### Exercise brief
Return all lines from the entries below in which the word "window" is present.

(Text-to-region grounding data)
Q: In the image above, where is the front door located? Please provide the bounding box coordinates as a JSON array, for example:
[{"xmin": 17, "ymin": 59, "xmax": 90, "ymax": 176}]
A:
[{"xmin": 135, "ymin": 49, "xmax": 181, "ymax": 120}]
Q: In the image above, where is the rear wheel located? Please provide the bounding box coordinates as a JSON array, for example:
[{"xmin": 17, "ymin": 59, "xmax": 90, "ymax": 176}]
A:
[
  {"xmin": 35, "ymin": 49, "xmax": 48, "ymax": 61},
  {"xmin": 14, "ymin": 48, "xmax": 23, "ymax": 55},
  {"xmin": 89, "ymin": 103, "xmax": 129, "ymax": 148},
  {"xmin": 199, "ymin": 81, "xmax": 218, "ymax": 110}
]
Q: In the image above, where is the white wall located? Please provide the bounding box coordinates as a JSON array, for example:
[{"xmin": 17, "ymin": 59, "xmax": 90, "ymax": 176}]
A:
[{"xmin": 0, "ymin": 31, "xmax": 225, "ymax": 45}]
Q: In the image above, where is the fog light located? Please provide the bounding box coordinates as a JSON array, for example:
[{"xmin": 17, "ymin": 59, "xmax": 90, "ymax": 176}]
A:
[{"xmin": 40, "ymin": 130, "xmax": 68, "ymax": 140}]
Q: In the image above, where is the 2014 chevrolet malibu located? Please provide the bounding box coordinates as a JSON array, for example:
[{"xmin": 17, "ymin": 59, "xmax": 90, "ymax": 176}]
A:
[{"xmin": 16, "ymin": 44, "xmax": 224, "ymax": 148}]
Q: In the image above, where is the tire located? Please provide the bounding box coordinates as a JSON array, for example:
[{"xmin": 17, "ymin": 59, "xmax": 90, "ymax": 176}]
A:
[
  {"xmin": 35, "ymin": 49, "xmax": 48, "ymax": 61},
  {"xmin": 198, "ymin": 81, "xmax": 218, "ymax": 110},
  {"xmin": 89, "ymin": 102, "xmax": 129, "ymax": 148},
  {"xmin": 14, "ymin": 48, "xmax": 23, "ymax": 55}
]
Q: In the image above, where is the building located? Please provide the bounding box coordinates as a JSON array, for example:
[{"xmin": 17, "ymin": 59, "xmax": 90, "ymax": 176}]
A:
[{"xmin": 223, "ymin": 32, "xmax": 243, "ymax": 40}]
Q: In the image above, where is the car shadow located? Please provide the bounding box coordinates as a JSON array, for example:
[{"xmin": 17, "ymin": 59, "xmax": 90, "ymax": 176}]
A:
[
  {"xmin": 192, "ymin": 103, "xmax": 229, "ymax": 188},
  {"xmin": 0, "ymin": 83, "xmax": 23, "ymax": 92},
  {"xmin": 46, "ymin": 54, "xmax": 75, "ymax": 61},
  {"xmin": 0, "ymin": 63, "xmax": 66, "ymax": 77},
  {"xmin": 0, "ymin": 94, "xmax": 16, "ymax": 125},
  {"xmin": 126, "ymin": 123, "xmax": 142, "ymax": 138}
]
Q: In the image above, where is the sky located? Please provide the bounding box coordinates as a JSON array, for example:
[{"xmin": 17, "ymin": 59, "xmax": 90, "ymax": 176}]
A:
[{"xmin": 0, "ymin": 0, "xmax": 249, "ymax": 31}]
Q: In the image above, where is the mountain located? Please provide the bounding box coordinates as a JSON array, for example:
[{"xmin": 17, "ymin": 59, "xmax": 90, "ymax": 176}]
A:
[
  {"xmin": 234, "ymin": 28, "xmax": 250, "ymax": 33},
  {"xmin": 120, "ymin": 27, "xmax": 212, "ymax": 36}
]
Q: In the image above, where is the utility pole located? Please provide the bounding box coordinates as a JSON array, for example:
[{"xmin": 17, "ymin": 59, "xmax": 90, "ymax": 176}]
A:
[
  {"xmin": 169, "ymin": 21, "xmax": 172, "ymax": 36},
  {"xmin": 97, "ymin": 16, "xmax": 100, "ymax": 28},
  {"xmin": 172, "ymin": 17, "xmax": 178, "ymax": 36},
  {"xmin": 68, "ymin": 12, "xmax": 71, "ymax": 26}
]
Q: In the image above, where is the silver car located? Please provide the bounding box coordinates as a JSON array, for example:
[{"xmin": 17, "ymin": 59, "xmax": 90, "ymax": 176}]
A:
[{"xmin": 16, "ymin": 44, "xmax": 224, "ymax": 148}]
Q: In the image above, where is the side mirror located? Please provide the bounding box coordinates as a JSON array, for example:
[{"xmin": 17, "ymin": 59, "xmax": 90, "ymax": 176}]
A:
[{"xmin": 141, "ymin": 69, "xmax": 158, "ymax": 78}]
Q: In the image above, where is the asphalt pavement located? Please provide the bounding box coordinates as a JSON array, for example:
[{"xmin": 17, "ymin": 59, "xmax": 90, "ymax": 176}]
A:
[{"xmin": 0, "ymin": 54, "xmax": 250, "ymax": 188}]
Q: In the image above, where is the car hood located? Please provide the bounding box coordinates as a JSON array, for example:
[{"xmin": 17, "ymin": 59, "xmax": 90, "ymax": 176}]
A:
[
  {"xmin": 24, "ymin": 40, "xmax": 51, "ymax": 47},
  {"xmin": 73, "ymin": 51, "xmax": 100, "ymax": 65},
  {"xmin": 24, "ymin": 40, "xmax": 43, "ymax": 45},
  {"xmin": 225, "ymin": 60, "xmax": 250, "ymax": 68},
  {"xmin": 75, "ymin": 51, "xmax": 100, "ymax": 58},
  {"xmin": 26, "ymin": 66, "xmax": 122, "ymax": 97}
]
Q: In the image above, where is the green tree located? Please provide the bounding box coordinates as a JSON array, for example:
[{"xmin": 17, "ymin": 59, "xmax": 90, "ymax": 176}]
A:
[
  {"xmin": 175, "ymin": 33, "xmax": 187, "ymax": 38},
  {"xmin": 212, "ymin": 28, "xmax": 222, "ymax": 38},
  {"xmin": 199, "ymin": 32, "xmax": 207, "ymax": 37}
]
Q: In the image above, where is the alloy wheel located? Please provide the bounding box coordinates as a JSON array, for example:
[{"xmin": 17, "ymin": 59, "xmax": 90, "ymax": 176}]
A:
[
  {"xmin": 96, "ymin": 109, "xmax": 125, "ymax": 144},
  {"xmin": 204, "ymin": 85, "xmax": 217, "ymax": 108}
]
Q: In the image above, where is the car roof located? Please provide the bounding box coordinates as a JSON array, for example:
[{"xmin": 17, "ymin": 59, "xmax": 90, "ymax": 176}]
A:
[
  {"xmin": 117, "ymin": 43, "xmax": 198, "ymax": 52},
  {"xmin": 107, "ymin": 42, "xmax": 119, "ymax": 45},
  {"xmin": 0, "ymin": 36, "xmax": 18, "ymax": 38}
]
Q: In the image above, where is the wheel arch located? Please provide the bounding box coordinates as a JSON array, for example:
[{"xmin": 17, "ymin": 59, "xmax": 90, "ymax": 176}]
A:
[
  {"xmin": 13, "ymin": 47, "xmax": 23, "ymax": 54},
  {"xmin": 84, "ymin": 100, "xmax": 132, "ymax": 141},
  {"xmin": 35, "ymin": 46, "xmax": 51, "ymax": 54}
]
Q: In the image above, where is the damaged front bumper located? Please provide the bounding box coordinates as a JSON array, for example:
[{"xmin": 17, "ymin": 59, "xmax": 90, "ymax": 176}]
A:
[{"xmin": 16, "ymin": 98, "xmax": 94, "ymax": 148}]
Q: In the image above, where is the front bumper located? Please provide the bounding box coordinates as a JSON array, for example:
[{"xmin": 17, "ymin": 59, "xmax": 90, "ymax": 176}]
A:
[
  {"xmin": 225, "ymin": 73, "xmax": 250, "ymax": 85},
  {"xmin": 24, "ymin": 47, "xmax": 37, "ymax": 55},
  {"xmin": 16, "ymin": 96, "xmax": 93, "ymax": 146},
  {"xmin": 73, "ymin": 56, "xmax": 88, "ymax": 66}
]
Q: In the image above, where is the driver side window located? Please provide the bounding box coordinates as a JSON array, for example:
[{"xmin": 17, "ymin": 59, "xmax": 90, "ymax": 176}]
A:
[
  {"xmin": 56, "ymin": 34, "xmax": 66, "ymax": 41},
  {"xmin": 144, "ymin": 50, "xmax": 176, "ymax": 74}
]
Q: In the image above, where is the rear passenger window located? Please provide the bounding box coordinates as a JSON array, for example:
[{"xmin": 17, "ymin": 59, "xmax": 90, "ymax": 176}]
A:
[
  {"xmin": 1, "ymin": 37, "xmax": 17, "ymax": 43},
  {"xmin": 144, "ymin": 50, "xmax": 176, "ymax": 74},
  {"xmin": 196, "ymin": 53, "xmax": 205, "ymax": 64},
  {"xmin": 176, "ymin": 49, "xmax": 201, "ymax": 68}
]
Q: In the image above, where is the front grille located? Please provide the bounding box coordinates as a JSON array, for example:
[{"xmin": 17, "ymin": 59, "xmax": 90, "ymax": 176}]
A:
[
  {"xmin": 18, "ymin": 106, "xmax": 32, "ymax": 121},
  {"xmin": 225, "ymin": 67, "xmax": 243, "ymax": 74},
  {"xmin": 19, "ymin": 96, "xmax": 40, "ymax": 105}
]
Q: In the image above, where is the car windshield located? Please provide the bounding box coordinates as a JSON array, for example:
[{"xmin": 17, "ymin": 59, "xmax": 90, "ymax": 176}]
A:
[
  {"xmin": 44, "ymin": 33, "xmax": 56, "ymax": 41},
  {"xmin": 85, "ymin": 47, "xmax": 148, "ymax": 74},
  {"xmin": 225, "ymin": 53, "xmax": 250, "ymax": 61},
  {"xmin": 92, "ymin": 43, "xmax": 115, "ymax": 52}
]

### Exercise response
Q: In the image above, where is the driver side window located? Please provide the bounding box coordinates as a JSON array, for example:
Q: In the image above, where is the rear passenger window located? Please provide the bounding box coordinates as a JSON array, for example:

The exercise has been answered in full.